> Stored items
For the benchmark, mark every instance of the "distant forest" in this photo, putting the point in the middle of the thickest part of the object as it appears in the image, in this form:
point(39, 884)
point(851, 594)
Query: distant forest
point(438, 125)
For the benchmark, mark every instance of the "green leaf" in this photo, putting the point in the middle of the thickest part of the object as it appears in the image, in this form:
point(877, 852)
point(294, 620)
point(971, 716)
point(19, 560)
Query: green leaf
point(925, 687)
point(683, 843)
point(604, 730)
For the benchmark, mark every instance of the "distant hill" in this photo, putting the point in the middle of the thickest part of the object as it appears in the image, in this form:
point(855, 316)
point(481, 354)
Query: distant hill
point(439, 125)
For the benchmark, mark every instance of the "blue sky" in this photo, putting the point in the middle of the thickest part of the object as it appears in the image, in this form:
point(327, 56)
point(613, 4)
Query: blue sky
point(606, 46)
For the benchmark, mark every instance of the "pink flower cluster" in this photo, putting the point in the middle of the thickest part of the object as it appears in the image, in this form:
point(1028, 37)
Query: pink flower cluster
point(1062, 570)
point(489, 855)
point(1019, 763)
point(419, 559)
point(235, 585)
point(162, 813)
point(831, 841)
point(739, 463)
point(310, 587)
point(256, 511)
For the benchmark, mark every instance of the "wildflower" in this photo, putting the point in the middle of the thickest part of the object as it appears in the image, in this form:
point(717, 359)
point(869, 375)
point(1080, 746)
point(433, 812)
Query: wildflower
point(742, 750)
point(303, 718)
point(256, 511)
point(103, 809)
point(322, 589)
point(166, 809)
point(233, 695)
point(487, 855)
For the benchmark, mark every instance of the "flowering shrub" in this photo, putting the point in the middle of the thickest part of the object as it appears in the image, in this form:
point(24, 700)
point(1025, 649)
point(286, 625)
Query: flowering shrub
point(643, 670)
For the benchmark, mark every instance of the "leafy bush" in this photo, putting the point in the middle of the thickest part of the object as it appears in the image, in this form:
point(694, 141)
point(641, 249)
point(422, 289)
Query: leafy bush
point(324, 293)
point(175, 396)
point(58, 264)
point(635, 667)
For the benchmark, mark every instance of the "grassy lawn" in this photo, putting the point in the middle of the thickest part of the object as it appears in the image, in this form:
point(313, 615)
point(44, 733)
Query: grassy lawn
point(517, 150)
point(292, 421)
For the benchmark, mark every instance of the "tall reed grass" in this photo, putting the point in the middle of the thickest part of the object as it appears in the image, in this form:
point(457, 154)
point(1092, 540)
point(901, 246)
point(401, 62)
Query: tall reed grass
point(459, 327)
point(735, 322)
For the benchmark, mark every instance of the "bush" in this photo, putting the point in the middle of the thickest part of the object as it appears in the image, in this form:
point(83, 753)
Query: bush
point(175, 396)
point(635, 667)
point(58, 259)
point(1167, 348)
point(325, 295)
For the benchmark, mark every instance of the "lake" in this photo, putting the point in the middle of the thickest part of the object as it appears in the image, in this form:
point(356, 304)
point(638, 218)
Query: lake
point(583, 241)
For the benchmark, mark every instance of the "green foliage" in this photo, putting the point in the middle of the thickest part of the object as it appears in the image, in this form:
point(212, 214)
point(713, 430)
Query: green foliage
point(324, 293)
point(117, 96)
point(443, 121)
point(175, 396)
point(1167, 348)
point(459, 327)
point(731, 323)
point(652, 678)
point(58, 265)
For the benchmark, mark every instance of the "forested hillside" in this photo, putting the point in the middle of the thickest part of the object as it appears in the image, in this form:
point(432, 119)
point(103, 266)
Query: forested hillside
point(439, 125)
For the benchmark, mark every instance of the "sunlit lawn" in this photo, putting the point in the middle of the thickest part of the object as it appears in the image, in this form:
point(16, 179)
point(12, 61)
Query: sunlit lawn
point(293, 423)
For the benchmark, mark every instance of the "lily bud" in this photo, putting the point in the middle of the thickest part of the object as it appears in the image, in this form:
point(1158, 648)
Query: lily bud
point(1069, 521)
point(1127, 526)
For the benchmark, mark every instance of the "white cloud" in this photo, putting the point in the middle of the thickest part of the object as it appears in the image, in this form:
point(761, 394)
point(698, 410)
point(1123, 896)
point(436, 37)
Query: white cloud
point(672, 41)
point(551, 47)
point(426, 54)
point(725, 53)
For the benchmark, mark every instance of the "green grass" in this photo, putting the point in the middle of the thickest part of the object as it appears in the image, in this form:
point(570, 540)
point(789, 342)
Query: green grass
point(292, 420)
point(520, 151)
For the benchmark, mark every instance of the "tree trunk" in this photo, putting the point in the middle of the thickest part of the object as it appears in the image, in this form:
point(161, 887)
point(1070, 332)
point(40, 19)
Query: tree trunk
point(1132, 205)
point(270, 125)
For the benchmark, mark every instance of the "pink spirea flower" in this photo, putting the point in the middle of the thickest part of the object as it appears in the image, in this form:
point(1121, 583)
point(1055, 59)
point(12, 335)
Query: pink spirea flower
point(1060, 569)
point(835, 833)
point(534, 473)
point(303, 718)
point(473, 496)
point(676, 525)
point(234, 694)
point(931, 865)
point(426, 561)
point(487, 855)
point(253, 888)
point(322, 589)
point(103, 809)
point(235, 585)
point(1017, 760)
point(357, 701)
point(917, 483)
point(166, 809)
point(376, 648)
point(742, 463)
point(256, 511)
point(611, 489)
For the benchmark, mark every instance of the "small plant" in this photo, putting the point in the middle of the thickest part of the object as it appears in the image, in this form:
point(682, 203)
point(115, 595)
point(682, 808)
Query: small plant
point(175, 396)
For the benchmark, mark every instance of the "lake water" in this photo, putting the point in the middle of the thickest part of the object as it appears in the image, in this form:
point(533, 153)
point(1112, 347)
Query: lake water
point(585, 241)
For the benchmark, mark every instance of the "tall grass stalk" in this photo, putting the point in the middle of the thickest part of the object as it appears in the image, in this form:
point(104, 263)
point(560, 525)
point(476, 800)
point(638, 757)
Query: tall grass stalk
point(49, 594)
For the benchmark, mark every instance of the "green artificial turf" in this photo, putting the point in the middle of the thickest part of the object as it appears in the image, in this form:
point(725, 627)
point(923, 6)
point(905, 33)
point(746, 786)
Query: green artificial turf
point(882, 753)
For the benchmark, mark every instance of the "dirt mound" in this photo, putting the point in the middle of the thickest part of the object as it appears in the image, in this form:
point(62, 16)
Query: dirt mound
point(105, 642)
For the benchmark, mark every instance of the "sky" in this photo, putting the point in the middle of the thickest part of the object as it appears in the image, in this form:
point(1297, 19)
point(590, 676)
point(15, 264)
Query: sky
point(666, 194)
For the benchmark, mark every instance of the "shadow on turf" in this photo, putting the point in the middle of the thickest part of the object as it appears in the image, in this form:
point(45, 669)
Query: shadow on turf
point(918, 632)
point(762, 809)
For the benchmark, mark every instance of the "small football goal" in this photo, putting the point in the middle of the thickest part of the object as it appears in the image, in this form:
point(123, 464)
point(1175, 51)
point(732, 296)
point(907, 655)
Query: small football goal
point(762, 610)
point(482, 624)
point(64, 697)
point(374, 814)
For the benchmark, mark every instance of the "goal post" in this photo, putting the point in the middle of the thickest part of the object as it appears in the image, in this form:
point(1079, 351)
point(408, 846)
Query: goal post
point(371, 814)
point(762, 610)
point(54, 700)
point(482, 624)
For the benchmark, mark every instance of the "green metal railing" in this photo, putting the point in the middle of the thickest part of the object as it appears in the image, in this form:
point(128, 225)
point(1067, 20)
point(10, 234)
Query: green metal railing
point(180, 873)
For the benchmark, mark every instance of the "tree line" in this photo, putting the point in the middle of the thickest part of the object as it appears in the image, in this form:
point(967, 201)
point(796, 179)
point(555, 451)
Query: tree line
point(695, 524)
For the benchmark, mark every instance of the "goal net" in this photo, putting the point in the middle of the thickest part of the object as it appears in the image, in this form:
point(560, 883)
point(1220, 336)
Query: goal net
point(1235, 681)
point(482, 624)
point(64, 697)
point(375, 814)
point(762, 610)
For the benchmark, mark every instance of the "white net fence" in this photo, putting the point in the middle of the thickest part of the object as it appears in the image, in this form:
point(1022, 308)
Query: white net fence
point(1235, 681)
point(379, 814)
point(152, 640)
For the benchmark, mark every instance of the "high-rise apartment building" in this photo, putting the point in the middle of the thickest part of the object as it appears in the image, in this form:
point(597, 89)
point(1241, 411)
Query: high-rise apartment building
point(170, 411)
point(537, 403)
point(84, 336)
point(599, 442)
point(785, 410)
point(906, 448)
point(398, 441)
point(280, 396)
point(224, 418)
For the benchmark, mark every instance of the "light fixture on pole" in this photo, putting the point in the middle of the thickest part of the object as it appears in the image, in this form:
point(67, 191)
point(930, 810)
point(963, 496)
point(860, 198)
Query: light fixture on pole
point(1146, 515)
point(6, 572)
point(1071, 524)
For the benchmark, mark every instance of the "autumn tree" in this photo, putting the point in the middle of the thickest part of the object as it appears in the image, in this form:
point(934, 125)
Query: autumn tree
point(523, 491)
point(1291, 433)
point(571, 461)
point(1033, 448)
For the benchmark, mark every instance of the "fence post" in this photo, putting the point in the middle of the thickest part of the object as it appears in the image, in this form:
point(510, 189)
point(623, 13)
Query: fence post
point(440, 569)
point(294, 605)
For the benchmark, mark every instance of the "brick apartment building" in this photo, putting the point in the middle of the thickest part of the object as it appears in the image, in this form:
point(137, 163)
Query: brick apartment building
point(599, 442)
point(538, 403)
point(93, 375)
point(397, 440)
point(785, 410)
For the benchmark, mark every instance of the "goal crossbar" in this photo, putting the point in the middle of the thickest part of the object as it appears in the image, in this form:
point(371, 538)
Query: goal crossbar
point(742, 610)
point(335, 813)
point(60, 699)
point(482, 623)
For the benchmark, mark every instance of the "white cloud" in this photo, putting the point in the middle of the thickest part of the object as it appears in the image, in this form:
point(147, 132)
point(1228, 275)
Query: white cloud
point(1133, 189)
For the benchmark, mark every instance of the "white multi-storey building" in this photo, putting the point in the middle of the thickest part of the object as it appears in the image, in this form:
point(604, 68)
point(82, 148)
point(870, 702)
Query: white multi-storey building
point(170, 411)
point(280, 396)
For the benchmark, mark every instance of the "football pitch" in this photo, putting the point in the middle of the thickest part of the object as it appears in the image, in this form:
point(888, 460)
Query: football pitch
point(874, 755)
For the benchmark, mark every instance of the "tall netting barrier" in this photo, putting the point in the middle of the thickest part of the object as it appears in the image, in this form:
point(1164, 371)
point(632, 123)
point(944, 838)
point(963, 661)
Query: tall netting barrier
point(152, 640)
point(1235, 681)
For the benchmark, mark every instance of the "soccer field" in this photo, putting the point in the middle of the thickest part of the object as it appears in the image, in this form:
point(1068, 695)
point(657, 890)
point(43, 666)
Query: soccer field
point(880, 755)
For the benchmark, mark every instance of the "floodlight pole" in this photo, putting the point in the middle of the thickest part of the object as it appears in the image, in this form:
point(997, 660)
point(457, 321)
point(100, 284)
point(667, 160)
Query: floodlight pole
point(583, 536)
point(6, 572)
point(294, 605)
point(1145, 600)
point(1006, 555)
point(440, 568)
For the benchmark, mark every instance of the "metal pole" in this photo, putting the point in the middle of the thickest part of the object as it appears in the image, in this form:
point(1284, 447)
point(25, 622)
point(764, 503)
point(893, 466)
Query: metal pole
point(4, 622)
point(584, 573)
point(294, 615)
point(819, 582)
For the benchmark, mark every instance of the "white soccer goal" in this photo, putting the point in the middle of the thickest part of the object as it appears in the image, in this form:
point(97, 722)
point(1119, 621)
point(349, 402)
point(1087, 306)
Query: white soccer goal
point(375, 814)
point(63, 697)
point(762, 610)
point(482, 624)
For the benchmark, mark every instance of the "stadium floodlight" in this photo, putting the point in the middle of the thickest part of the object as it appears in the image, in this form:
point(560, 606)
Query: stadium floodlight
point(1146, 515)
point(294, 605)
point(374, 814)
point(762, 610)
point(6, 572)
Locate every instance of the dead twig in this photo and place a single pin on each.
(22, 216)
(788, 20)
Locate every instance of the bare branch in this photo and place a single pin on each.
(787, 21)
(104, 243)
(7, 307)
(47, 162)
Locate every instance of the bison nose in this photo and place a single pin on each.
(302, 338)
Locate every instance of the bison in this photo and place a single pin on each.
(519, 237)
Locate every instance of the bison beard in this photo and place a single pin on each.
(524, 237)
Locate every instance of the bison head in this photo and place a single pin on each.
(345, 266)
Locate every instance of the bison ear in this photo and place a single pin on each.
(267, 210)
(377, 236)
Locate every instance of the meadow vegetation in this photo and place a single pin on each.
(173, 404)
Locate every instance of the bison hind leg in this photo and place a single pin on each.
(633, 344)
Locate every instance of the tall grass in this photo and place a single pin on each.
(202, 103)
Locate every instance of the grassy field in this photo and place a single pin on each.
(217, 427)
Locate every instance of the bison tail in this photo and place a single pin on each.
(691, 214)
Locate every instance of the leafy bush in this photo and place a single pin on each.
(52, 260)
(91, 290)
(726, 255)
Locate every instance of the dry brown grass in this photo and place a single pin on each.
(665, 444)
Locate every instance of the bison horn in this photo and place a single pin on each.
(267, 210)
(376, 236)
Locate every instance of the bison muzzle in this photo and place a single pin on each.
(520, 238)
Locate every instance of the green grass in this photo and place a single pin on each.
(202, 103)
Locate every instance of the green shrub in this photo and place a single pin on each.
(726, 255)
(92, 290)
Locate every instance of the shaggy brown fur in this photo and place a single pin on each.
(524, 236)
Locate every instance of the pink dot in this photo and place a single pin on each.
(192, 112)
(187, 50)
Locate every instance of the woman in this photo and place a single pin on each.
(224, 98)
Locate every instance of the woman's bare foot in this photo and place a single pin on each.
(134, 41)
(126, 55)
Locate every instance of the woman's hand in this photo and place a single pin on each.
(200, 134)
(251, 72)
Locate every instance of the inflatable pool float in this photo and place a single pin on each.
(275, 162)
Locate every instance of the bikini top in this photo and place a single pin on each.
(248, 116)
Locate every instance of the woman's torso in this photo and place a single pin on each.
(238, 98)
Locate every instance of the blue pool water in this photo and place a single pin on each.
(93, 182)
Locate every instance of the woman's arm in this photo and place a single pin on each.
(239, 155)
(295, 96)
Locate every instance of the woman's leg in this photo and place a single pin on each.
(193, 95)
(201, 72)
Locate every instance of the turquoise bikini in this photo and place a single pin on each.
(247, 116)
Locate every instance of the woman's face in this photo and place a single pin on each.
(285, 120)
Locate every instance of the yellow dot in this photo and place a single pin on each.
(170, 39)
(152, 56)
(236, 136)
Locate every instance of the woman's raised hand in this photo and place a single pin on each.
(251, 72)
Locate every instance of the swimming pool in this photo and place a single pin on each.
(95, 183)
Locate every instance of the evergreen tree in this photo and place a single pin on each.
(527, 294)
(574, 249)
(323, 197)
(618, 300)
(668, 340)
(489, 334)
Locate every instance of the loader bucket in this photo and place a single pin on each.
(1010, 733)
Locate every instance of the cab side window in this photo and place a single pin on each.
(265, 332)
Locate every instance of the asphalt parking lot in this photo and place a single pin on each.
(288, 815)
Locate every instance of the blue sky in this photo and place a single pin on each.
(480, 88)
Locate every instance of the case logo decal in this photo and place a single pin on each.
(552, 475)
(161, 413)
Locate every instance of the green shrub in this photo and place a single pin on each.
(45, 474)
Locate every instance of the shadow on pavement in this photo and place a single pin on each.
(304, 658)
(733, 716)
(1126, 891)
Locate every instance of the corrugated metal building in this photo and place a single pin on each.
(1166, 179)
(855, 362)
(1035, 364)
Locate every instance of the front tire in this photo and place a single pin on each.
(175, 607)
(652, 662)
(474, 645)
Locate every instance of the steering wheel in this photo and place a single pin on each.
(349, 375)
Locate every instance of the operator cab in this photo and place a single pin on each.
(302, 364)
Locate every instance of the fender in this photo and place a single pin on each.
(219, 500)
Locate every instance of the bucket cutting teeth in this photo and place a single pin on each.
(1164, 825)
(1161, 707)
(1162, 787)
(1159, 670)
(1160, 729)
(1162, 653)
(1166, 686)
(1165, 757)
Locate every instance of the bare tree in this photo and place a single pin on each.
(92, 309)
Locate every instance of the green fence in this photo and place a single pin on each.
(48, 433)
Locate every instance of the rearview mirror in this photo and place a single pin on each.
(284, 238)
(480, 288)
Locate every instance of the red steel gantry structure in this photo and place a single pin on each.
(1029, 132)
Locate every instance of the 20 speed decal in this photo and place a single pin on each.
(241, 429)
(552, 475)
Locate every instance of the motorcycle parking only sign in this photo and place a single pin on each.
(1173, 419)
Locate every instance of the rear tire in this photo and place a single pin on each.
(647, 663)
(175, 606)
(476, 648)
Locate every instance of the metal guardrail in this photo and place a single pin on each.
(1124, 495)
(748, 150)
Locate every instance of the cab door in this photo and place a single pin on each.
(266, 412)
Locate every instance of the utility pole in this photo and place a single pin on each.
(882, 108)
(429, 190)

> Exercise
Starting with the line that contains "Locate every instance of the cab door" and continuing through the end of the material, write those lines out again with "pin" changed to "marker". Leave everything else unchanged.

> Expected answer
Locate every instance of the cab door in this photo and place a single marker on each.
(266, 412)
Locate every instance of the utility pole in this photo and place a single marker on each.
(882, 108)
(429, 190)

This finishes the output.